Records
+++
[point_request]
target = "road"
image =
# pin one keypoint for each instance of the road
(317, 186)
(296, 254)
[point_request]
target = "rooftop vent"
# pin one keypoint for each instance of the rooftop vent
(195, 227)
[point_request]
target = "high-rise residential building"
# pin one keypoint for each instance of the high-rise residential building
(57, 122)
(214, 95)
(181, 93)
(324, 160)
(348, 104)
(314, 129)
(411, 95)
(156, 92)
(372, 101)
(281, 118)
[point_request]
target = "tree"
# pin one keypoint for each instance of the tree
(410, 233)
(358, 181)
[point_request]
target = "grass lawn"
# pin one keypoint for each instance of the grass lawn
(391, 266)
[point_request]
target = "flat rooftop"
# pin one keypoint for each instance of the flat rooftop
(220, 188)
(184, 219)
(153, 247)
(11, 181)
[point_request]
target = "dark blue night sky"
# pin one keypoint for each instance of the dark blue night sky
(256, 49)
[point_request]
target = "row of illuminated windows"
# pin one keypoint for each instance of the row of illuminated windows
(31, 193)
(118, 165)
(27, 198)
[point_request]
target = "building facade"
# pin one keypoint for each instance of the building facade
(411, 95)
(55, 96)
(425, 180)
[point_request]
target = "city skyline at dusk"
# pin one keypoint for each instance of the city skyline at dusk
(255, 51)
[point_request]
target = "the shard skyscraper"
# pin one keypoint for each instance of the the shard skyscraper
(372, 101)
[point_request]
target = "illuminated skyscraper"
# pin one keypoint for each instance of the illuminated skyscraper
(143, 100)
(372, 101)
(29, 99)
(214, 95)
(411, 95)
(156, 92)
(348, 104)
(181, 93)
+++
Give back all of the records above, unchanged and line for line.

[point_request]
target = "road"
image =
# pin one keypoint for each instance of the road
(317, 186)
(296, 254)
[point_request]
target = "rooftop vent"
# pin one keypoint for each instance of the rooftop vent
(195, 227)
[point_request]
target = "high-rise residential building"
# pin one keypoint for each instance of the high-rise residential building
(57, 122)
(214, 95)
(181, 93)
(324, 160)
(348, 104)
(314, 129)
(411, 95)
(156, 92)
(372, 101)
(281, 118)
[point_request]
target = "tree"
# pin one keypoint for each instance of the tree
(410, 233)
(358, 181)
[point_request]
target = "grass lawn"
# pin one keypoint for each instance of the grass lawn
(391, 266)
[point_request]
target = "flat rooftop"
# pin one keypoint for each instance of the flat rooftop
(220, 188)
(184, 219)
(153, 247)
(11, 181)
[point_request]
target = "dark blue night sky"
# pin one keypoint for each instance of the dark blue night sky
(256, 49)
[point_request]
target = "row of illuminated windows"
# pin one keypoint for each instance of the row of illuminated windows
(31, 193)
(118, 165)
(27, 198)
[point_request]
target = "building facade"
# pin one keypoint for each instance of the building facade
(411, 95)
(55, 96)
(425, 180)
[point_request]
target = "city skyline at dusk"
# pin one keypoint for each instance of the city skyline at dusk
(255, 51)
[point_request]
target = "the shard skyscraper"
# pin one keypoint for each instance of the the shard skyscraper
(372, 101)
[point_request]
target = "illuminated skyscraper"
# pin one keypoint for each instance of the illuminated skyscraper
(143, 100)
(372, 101)
(29, 99)
(214, 95)
(411, 95)
(156, 92)
(348, 104)
(181, 93)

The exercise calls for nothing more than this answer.